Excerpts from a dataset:
^^^^^^^^

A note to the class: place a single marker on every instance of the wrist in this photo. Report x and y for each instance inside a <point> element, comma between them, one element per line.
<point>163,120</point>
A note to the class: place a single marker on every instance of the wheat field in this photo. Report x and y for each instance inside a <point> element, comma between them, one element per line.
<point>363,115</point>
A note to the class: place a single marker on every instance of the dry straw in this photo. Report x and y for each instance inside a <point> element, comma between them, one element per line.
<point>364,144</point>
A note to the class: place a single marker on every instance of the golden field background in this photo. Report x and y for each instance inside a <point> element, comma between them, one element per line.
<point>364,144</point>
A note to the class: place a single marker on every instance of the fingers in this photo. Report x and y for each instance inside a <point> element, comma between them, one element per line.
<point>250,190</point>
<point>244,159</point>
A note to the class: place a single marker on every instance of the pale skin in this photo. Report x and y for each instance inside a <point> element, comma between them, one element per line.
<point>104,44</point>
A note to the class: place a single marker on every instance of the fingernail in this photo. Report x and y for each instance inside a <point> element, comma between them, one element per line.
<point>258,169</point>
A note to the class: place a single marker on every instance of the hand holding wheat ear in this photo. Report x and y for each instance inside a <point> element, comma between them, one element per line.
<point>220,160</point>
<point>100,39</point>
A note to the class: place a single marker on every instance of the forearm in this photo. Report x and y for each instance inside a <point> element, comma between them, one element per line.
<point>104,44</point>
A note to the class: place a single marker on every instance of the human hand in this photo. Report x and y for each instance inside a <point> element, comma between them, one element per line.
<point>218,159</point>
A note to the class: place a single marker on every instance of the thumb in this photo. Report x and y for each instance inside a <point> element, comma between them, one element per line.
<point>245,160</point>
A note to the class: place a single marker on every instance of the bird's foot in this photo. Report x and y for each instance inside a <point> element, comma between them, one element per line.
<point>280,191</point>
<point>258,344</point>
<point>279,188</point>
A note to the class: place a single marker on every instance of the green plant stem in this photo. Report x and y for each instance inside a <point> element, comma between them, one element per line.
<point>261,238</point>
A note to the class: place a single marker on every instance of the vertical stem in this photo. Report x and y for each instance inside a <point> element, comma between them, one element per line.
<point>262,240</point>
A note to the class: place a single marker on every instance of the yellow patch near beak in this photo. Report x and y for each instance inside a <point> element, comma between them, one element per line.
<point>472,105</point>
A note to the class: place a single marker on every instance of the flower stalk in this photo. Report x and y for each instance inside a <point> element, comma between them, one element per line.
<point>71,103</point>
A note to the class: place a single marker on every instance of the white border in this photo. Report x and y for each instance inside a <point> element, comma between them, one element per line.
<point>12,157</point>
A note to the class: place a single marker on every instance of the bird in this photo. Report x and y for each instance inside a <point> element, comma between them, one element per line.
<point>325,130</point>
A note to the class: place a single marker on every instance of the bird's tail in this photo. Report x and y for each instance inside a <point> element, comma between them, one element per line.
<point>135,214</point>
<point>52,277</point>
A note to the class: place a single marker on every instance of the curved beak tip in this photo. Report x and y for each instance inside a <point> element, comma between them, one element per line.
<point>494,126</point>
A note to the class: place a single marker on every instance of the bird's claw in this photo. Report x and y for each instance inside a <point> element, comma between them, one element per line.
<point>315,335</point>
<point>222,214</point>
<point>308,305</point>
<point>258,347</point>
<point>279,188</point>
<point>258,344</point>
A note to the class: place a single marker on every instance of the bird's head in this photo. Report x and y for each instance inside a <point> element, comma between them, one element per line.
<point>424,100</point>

^^^^^^^^

Directions for this task ▸ Write out each record again, keeping every word as it is.

Solution to this exercise ▸
A note to the class: place a single marker on every instance of the wrist in this photo. Report x and y for each instance inside a <point> element, comma between them, one element per line.
<point>163,120</point>
A note to the class: place a single marker on every instance of the wheat field in this photo. Report x and y for each instance inside a <point> element, comma between them, one element per line.
<point>363,115</point>
A note to the class: place a single marker on every instance of the dry straw in this photo. Report x and y for each instance inside a <point> element, comma between them, one element per line.
<point>364,144</point>
A note to the class: place a single marker on every instance of the golden field background in this photo. Report x and y for each instance inside a <point> element, comma between them, one element per line.
<point>364,144</point>
A note to the class: place a single marker on every instance of the fingers in this photo. Report x and y for each instance inside a <point> element, comma between them, one element per line.
<point>250,190</point>
<point>244,159</point>
A note to the class: place a single marker on every instance of the pale skin in this photo. Report x and y for each instance inside a <point> element, comma between them, one element per line.
<point>104,44</point>
A note to the class: place a single marker on every instance of the fingernail in this photo. Report x and y for each instance inside a <point> element, comma between them, one element per line.
<point>258,169</point>
A note to the class: place a single marker on every instance of the hand holding wheat ear in this photo. Report x and y for each instance inside a <point> element, comma between them, one element per line.
<point>220,160</point>
<point>100,39</point>
A note to the class: place a single marker on every instance of the forearm in this photo. Report x and y for each instance inside a <point> element, comma between them, one element per line.
<point>104,44</point>
A note to the class: place a single marker on every instance of the human hand in this photo. Report x and y for each instance inside a <point> element, comma between them, one element per line.
<point>218,159</point>
A note to the class: place a single marker on every instance of the thumb in this photo. Report x and y for each instance inside a <point> element, comma between them, one element per line.
<point>245,160</point>
A note to the class: place a single marker on every instance of the bird's foot in this photo. Report x and y for each instance inside a <point> element, comma between them, one element per line.
<point>280,191</point>
<point>258,344</point>
<point>279,188</point>
A note to the class: place a single marker on every instance of the green plant stem in this photo. Report x and y for each instance inside a <point> element, comma between them, one element per line.
<point>261,238</point>
A note to the class: place a single marker on every instance of the vertical stem in this photo. Report x and y for each instance inside a <point> element, comma between them, one element per line.
<point>262,240</point>
A note to the class: place a single marker on every instance of the yellow patch near beak in this photo. Report x and y for each instance inside a <point> element, comma between them, one element per line.
<point>472,105</point>
A note to the class: place a single marker on every instance of the flower stalk in this photo. Report x and y for each instance inside a <point> element, comma between them, one element per line.
<point>71,103</point>
A note to the class: place a single marker on every instance of the white border in this photo. Report x and y for each instance inside a <point> element, comma between them, one element per line.
<point>12,157</point>
A note to the class: place a single marker on every instance of the bird in this photo. Report x and y for each instance inside a <point> element, comma between them, one element per line.
<point>325,130</point>
A note to the class: place a single marker on every instance of the bird's tail in this photo. Report x and y for each instance inside a <point> element, comma between them, one element per line.
<point>135,214</point>
<point>52,277</point>
A note to the class: place a single marker on every instance of the curved beak tip in this photo. Report x and y for each instance inside a <point> element, comma between them, one element per line.
<point>494,126</point>
A note to the class: place a single marker on every instance of the bird's claw in this photo. Report x and y for each instance inside a <point> element, comma between them, one element per line.
<point>315,335</point>
<point>222,214</point>
<point>308,305</point>
<point>258,347</point>
<point>279,188</point>
<point>258,344</point>
A note to the class: place a single marker on every instance of the bird's head in this photo. Report x and y for each instance inside a <point> element, comma between them, one element per line.
<point>424,100</point>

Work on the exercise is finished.